Hollywood had a whole bunch of B movie series back in the 1930s. One of them was the Nancy Drew mysteries. The final entry in that series, Nancy Drew and the Hidden Staircase, will be on TCM at noon on Monday. Bonita Granville returns as Nancy, daughter of lawyer Carson Drew (John Litel). This time, the mystery involves the spinster Turnbull sisters (Vera Lewis and Louise Carter). Their father died almost twenty years ago, and wrote and odd will that deeded the two sisters the house, on the condition that they keep it occupied for the next 20 years; otherwise, the city gets it. Those two decades are almost up, and now the chauffeur has been found dead in the house, and spooky things are going on as though somebody is trying to get the sisters out of the house so that they won’t be able to fulfill the terms of the will. But who, and why? Nancy likes a good mystery, so she investigates, dragging in her long-suffering boyfriend Ted Nickerson (Frankie Thomas). Good clean fun.



I recommended one James Spader movie last week, so this week I’ll recommend another one: Less Than Zero, on ThrillerMax at 8:21 PM Monday. Clay (Andrew McCarthy) is a spoiled rich kid from Los Angeles who went east to college certain that he, his best friend Julian (Robert Downey Jr.), and his girlfriend Blair (Jami Gertz) would be best friends forever. But after a semester at college, he returns home to find that a lot has changed. Blair and Julian, who didn’t go east, are in a relationship now, and Blair is exceedingly worried about Julian. It seems that, like a lot of the idle rich in the 80s, Julian thought that snorting lines of coke would be a fun idea, to the point that he’s now got an addiction and a pretty big debt to his dealer Rip (James Spader), who would like to be paid off, thank you very much. Clay gets sucked in trying to help Julian, but what if Julian doesn’t really want to be helped? The movie is one of those unintentionally funny misfires, filled with fabulous then-contemporary 80s style.

▸ **Information supplied**
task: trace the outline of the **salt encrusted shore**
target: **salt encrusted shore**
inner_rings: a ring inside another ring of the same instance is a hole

▸ **Stated exercise 1**
List the actors named in the Nancy Drew section of the movie recommendations.
▸ **Stated exercise 2**
Summarize the movie recommendations in two sentences.
▸ **Stated exercise 3**
Continue the movie recommendations after the Less Than Zero entry.

▸ **Written reply 1**
Bonita Granville, John Litel, Vera Lewis, Louise Carter, Frankie Thomas

▸ **Written reply 2**
Nancy Drew and the Hidden Staircase, the final film in the 1930s Nancy Drew series, airs on TCM at noon Monday; in it, Nancy investigates a death and spooky goings-on that threaten the Turnbull sisters' claim to their house under their father's will. Less Than Zero, on ThrillerMax at 8:21 PM Monday, follows Clay as he returns home from college to find his friend Julian addicted to cocaine and in debt to his dealer Rip.

▸ **Written reply 3**
TCM’s look at the New Wave continues on Tuesday night, this time with the Australian New Wave of the 1970s. The first film of the night is Walkabout, at 8:00 PM. Jenny Agutter and Luc Roeg (son of the film’s director, Nicolas Roeg) are a pair of siblings living in Sydney with their housewife mother and mining engineer father. One day, Dad takes the two kids into the outback for what the young son clearly thinks is just a picnic lunch. But Dad takes out a gun and tries to kill the two kids, before setting the car on fire and killing himself. Now, you’d think the car would have left some tracks since they went off-road, but the girl doesn’t have the smarts to go back the way they came, instead heading off in the opposite direction and having no idea how to survive out in the wilderness. However, an Aboriginal adolescent (David Gulpilil) going on his “walkabout”, an Aboriginal rite of passage, shows up, and is able to help the two white siblings out. This clash of cultures, however, causes all sorts of complications. On the bright side, you get topless Jenny Agutter.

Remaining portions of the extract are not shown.